**Exercise prompt:** The output is the lines below from the one with "A single marker falls on each instance of the eyeglasses" through the one with "A single marker falls on each instance of the blazer sleeve", both included, printed exactly and with no other line.

[Natural-language object grounding data]

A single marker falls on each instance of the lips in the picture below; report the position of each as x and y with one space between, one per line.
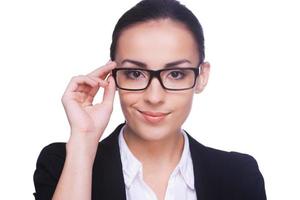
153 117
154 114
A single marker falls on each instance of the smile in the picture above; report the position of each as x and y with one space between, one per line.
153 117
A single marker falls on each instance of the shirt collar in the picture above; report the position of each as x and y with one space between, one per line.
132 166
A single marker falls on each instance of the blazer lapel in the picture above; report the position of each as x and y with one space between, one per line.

...

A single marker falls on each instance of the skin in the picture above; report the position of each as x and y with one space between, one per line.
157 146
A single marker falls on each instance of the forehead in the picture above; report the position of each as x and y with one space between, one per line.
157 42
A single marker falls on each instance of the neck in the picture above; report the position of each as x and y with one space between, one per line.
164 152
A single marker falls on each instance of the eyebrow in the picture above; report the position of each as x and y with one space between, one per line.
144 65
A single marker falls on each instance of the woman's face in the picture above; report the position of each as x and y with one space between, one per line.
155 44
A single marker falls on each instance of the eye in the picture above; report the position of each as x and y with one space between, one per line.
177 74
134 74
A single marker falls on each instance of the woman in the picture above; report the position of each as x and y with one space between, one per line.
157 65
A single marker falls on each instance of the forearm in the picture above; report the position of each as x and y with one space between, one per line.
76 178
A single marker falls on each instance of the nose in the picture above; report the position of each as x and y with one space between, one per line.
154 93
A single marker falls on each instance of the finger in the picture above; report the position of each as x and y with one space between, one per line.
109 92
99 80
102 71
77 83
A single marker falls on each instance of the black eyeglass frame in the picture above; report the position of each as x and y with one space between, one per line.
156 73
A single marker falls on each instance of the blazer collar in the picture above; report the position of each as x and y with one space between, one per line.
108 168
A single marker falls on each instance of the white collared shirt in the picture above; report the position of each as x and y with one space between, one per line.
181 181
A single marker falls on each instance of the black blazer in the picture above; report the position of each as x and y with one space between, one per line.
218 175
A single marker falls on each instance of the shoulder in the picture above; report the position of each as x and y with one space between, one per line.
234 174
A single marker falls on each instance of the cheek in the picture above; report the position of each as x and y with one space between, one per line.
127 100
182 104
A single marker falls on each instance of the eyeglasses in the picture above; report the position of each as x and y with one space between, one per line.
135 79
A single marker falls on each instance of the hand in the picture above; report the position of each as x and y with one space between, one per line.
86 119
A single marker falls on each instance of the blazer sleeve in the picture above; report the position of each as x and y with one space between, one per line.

**Answer section:**
A single marker falls on each instance of the eyeglasses in the picture above; report the position of each as x and y with one space between, one per line.
135 79
A single marker falls on each instance of the hand in the picture above; report the position of each as x and y with one space between, one per line.
86 119
A single marker falls on each instance of the blazer sleeve in the picture above; report the position of each as x and y with one space between, one per line.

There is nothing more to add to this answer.